§ **Exercise details**: Locate each line in the entries below that contains the string "coordinates", matching case exactly, and copy those lines out in full.

(Collected data entries)
= Beginning of Section =

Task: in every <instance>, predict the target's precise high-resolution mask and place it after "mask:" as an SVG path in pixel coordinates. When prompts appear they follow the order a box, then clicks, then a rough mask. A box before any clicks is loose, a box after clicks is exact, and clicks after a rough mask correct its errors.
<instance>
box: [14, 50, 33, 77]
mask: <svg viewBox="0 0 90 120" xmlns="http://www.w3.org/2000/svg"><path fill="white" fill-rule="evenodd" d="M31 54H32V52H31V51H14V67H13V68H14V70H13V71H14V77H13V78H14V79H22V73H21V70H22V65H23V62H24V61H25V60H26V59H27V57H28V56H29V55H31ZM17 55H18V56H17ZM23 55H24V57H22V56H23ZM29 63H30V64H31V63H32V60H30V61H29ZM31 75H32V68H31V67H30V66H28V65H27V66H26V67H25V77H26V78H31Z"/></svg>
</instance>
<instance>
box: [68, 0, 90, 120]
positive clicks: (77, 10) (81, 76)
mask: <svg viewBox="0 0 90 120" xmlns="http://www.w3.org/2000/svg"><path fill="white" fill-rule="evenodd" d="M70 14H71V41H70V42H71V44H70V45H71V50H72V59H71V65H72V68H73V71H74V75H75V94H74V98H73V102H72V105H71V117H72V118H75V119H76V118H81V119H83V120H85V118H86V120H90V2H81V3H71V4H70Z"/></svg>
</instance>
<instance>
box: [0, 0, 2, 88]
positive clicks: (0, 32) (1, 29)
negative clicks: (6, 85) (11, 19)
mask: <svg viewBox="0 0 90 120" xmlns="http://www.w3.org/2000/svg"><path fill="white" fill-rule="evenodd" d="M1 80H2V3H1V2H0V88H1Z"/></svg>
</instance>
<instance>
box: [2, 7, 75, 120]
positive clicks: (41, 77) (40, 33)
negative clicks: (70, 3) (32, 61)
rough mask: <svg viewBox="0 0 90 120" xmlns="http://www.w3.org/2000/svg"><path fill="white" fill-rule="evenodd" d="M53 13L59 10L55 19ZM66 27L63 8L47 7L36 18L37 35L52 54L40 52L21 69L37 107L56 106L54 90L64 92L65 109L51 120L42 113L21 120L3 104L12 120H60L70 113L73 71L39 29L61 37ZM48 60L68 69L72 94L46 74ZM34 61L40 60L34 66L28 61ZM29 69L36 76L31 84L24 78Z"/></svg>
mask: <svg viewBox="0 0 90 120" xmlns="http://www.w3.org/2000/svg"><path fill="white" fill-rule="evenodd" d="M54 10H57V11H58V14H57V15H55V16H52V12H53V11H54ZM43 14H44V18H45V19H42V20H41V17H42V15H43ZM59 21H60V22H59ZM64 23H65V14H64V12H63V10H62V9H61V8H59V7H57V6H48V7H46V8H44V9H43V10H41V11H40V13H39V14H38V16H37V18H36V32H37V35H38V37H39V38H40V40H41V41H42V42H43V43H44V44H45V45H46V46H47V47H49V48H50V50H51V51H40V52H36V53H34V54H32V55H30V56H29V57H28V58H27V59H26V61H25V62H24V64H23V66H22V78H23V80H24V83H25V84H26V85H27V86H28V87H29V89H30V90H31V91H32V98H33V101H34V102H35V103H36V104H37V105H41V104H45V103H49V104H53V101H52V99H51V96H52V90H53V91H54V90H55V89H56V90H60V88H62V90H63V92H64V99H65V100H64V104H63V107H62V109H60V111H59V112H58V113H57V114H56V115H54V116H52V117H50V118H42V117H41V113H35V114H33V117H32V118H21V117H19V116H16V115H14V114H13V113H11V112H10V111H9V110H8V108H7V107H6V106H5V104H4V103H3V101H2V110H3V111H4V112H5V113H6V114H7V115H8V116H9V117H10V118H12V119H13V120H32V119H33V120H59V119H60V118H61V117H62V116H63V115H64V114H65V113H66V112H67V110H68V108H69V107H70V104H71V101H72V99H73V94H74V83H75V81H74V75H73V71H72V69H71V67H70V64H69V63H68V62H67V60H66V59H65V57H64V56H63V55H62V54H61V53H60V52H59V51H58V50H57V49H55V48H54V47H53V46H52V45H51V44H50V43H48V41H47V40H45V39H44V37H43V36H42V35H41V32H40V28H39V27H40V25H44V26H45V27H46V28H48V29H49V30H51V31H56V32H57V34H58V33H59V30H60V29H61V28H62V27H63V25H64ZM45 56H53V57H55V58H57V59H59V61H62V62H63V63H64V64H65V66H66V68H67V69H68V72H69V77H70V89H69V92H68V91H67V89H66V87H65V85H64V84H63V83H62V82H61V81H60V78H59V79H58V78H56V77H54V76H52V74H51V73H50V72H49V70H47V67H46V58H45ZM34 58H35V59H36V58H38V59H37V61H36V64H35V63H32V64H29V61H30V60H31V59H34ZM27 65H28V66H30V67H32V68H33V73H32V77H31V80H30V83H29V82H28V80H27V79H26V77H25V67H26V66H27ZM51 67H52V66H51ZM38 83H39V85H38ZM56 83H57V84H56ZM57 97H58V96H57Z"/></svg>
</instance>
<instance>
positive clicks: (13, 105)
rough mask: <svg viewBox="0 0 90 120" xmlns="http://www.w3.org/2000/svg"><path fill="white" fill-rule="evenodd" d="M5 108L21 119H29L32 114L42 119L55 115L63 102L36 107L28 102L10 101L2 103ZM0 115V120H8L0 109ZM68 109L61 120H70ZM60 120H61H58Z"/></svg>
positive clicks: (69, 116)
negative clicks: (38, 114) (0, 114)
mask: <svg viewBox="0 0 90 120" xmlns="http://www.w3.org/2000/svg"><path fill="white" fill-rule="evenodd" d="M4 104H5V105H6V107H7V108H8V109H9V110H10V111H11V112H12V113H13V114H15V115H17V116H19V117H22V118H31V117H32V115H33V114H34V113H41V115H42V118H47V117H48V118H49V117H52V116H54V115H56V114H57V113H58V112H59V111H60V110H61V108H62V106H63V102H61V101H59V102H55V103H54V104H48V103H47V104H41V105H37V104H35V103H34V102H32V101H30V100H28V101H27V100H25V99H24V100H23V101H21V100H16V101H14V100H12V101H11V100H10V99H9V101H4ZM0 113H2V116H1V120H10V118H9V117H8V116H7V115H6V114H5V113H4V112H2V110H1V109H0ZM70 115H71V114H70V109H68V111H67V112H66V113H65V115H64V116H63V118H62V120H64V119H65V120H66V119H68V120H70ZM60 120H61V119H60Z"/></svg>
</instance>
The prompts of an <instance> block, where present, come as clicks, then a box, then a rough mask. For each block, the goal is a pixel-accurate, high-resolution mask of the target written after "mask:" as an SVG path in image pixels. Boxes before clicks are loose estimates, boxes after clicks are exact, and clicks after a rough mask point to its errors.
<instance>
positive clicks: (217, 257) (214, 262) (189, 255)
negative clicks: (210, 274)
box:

= End of Section =
= Beginning of Section =

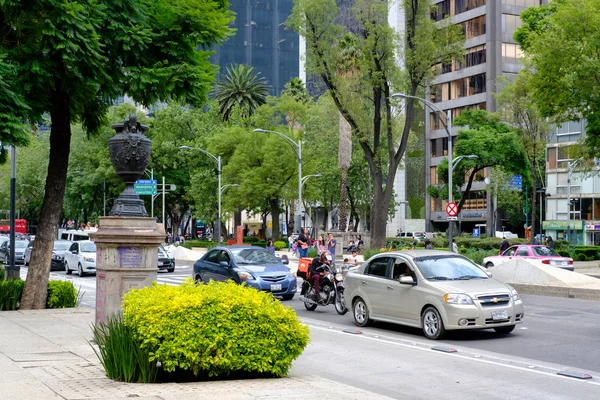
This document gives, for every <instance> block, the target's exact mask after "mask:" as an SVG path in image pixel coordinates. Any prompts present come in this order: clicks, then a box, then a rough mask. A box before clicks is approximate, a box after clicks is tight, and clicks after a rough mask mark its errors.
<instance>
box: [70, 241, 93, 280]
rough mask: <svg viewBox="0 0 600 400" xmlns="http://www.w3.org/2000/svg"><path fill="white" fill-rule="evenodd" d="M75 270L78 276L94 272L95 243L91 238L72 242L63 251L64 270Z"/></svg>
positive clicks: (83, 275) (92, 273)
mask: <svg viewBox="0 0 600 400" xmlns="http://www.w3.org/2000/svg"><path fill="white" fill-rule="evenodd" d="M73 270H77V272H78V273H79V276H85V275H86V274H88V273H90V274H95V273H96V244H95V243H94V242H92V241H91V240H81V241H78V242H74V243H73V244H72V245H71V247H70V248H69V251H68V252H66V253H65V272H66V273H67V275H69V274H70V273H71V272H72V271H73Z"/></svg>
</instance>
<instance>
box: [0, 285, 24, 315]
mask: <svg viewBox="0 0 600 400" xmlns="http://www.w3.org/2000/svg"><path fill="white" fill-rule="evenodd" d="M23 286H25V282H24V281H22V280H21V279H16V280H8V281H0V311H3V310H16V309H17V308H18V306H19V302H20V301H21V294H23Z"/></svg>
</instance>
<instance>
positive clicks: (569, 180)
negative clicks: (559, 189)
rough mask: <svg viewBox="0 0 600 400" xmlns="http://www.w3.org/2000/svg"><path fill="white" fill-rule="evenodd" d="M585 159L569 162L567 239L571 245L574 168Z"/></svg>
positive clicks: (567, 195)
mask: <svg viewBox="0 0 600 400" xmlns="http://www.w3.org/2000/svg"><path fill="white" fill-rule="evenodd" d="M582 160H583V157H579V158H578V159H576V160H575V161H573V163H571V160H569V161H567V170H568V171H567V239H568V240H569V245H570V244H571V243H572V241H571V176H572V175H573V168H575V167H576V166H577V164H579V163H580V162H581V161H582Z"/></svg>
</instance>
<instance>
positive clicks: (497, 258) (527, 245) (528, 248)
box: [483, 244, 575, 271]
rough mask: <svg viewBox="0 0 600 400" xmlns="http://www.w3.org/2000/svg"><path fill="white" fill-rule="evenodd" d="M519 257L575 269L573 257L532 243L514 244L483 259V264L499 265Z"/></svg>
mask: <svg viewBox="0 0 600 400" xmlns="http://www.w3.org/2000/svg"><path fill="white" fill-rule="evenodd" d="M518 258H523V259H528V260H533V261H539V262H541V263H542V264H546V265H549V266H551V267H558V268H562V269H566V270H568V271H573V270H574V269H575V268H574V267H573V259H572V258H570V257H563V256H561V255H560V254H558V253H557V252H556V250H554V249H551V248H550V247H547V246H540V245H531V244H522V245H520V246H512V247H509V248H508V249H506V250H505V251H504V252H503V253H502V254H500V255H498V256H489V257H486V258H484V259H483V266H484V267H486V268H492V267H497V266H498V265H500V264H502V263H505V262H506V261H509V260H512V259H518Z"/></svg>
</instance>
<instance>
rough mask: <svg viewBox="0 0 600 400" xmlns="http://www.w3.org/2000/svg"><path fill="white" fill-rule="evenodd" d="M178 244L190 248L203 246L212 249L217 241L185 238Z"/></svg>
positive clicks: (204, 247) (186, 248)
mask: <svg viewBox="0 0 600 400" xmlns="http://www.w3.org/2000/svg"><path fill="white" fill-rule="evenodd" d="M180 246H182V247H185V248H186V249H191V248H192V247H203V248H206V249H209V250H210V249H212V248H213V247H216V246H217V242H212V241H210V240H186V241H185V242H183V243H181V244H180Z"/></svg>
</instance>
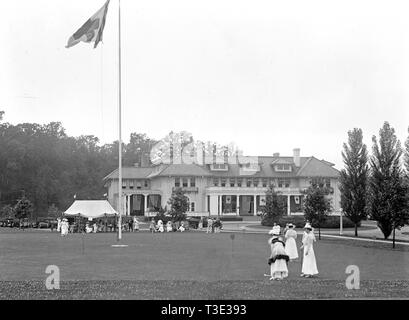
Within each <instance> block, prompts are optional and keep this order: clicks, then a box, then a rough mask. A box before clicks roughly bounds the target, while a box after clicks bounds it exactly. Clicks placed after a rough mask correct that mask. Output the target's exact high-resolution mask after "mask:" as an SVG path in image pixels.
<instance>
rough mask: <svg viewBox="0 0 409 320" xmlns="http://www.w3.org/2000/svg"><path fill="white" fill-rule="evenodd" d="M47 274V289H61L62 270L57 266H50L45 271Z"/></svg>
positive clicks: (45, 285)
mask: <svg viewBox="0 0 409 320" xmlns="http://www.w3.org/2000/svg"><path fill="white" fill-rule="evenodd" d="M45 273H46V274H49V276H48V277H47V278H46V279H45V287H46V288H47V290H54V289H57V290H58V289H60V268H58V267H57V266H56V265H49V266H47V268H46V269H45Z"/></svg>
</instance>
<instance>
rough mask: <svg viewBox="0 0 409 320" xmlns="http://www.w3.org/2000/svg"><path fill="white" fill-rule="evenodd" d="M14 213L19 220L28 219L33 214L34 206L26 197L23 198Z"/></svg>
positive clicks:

= End of Section =

§ **Answer area**:
Task: in every <instance>, predict the target's precise high-resolution mask and place it after "mask:" as an SVG path in pixel coordinates. When prompts appear they follow the order a box, then clicks, then a rough mask. A box before any clicks is loose, a box after clicks is exact, and clicks after a rough mask correct its errors.
This document gives, for every <instance> block, the target's exact mask after "mask:" as an SVG path in image pixel coordinates. Any prompts present come in this order: clicks, then a box, then a rough mask. A box before clicks is approximate, a box after clicks is tight, and clicks after a rough mask mark its errors.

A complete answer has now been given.